> _Your objective_: Reproduce verbatim every line of the listing from the line containing "Please mark every instance of the brioche" down to the end of the listing, including both of those ends.

(Excerpts from a point labeling dataset)
▬▬▬▬▬▬▬▬▬▬
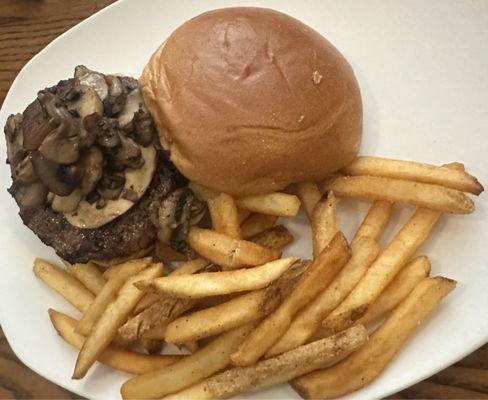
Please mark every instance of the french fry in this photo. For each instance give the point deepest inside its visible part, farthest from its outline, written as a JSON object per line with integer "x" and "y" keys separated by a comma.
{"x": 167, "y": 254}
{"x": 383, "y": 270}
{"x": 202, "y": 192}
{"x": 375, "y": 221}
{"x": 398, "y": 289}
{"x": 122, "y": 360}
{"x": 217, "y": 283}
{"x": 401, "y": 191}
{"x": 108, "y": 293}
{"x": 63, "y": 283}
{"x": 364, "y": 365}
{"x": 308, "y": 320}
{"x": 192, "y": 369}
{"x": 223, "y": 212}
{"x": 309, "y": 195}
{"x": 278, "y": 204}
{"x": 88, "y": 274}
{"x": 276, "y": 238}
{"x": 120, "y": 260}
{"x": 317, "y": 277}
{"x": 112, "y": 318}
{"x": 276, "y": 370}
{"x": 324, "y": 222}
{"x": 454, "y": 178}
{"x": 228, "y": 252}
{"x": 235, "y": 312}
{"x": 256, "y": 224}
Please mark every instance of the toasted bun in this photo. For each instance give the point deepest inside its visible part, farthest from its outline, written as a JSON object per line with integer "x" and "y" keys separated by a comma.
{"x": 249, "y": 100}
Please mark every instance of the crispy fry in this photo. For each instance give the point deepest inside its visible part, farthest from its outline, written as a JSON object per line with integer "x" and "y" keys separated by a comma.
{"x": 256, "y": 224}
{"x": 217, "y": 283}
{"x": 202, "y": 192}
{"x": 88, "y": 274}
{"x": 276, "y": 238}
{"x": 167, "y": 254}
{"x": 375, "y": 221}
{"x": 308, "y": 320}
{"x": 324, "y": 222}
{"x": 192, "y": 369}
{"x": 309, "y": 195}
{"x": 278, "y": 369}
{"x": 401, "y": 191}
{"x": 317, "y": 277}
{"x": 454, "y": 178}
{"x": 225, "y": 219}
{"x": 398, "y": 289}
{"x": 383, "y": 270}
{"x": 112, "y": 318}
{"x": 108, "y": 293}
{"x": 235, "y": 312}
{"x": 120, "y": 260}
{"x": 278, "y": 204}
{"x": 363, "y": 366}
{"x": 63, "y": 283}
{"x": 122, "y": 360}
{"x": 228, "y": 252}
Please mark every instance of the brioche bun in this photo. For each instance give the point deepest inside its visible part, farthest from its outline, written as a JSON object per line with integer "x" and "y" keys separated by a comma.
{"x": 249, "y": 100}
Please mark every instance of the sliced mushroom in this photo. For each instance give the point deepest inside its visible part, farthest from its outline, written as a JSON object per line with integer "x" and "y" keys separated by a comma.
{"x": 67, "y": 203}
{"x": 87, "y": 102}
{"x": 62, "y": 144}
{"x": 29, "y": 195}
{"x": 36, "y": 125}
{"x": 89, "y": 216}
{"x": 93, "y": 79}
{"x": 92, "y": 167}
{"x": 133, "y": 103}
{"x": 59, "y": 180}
▬▬▬▬▬▬▬▬▬▬
> _Task output_:
Please mark every instance of the brioche bun in this photo. For each instance give the point deepest inside its visible part, farthest from its outline, written as a JSON object per line with integer "x" and "y" keys separated by a comma.
{"x": 249, "y": 100}
Please mark every instance of the sliced mushroom in this photo. For each instance give the point deepest inside its visible part, farthest from its outline, written as a JSON object per line with integer "x" and "y" keys separated by a comma.
{"x": 67, "y": 203}
{"x": 87, "y": 102}
{"x": 62, "y": 144}
{"x": 29, "y": 195}
{"x": 36, "y": 125}
{"x": 89, "y": 216}
{"x": 93, "y": 79}
{"x": 92, "y": 167}
{"x": 133, "y": 103}
{"x": 59, "y": 180}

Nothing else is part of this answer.